EXTRACTED RECORDS |
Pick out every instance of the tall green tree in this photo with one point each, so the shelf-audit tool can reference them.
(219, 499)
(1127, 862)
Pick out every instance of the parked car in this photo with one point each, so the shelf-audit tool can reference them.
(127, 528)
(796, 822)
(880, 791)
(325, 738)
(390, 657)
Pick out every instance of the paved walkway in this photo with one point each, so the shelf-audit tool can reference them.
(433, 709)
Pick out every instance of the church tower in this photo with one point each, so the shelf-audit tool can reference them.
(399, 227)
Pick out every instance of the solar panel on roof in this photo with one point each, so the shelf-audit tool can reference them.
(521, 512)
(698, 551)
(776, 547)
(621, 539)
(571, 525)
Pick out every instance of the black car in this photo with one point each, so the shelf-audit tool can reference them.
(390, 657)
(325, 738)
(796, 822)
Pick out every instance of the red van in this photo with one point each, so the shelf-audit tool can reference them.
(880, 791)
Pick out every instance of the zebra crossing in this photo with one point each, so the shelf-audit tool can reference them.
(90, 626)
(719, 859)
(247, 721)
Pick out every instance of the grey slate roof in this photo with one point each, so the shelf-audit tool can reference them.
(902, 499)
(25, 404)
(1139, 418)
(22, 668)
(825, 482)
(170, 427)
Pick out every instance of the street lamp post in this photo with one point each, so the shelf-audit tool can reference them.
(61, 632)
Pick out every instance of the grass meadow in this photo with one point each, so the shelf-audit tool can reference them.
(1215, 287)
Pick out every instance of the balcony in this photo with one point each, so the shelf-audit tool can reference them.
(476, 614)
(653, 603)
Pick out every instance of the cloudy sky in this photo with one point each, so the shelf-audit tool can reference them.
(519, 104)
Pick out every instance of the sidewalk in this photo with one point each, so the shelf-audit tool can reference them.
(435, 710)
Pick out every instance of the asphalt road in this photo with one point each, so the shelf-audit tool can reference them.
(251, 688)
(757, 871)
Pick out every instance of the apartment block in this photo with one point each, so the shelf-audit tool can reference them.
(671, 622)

AIM | Recast the listing above as a numbered list, one entry per line, leaving out any blank lines.

WRITTEN RESPONSE |
1. Pick out every instance of the tall green tree in this photo with one point each, so the shelf-audit tool can reference them.
2. (219, 499)
3. (1127, 862)
4. Pick out every instance of the parked car in this photo with one point each, so the shelf-audit tool can reference them.
5. (127, 528)
6. (796, 822)
7. (880, 791)
8. (325, 738)
9. (390, 657)
10. Pick out every instance of the paved walkway in this photo with one point each, so the shelf-audit tool can reference them.
11. (433, 709)
12. Pick out every instance of the church tower in this photo with one point each, so the shelf-audit tool can reference them.
13. (399, 227)
14. Pick out every instance of the solar panel on roof in this photo with one point each, so the shelf-audit tool can reference them.
15. (521, 512)
16. (698, 551)
17. (776, 547)
18. (621, 539)
19. (571, 525)
20. Pick out every instance of the black car in this photo with one point each, so the shelf-audit tool can reference them.
21. (390, 657)
22. (325, 738)
23. (796, 822)
24. Pick out every instance of the red van in this photo with one point each, so the shelf-audit tool can reference them.
25. (880, 791)
26. Pick out every instance of the zebra crossing in this photo with one point each, so the shelf-audit tool can reference them.
27. (90, 626)
28. (719, 859)
29. (247, 721)
30. Pick out every instance of the grey slate roof in this photo with one point each, so the shelf-audit tool can reference them.
31. (902, 499)
32. (25, 404)
33. (1139, 418)
34. (22, 668)
35. (825, 482)
36. (170, 427)
37. Pick out every instance of the street lamp post in this photo with one point each, so the shelf-audit tool can reference them.
38. (61, 632)
39. Pick out every instance of the grass meadow in this photo with one point each, so the shelf-audit tool can reference them.
40. (1215, 287)
41. Pick out every instance of the balcony in this photo with one point each, so the shelf-audit tool can reference them.
42. (476, 614)
43. (653, 603)
44. Pick out every instance of the cloudy sky in this photo with one point each, so the shelf-audit tool can reference them.
45. (519, 104)
46. Pick out every instance of the sidewalk in this photo with one point each, so the shelf-audit tool can reference them.
47. (435, 710)
48. Pick out every instance of the asphalt road in this photo with one point each, so the shelf-audit tool can reference them.
49. (251, 688)
50. (757, 871)
51. Pick out every instance of the apartment block in this photo with one point each, so the shelf-audit tool can reference them.
52. (671, 622)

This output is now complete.